### DATA FOR PROCESSING

** START **

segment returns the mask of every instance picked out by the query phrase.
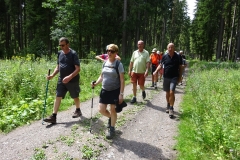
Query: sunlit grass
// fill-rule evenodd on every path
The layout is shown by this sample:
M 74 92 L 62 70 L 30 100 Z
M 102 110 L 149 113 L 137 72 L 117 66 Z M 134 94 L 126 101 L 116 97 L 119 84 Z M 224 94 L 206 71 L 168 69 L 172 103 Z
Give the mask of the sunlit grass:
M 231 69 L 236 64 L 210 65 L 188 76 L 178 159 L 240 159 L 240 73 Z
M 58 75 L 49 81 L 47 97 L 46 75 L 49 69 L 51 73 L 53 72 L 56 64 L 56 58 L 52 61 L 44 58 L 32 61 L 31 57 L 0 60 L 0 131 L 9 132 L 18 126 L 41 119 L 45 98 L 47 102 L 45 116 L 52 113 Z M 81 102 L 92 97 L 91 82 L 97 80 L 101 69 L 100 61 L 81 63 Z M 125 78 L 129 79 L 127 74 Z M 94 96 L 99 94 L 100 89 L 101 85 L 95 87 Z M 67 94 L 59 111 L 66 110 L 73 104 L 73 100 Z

** END **

### WHAT IS REQUIRED
Write out all the lines of these records again, requests included, but leave out the pictures. Scale every coordinate in the answer outlines by 0.95 and round to whole numbers, with halves rounding up; keep the numbers in the requests and in the format samples unchanged.

### SOLUTION
segment returns the mask of every instance picked out by the query phrase.
Query: sunlit grass
// fill-rule evenodd on every path
The layout is shown by this sample:
M 74 92 L 62 70 L 30 100 Z
M 102 110 L 149 113 L 137 72 L 117 66 Z M 134 94 L 126 101 L 116 97 L 119 84 Z M 224 94 L 206 71 L 168 69 L 172 103 Z
Give the mask of the sunlit grass:
M 219 66 L 224 61 L 200 62 L 179 72 L 169 151 L 228 151 L 228 69 Z
M 55 71 L 47 77 L 45 92 L 44 71 L 47 66 L 48 69 L 50 68 L 53 61 L 53 55 L 49 58 L 42 55 L 30 58 L 29 54 L 0 57 L 0 124 L 9 125 L 17 120 L 39 113 L 43 93 L 45 97 L 43 110 L 49 107 Z M 77 97 L 87 92 L 86 78 L 92 76 L 96 66 L 95 58 L 77 60 Z M 119 74 L 123 75 L 121 70 Z M 89 91 L 94 89 L 95 85 L 96 81 L 90 83 Z M 64 89 L 56 105 L 63 105 L 69 99 L 69 95 Z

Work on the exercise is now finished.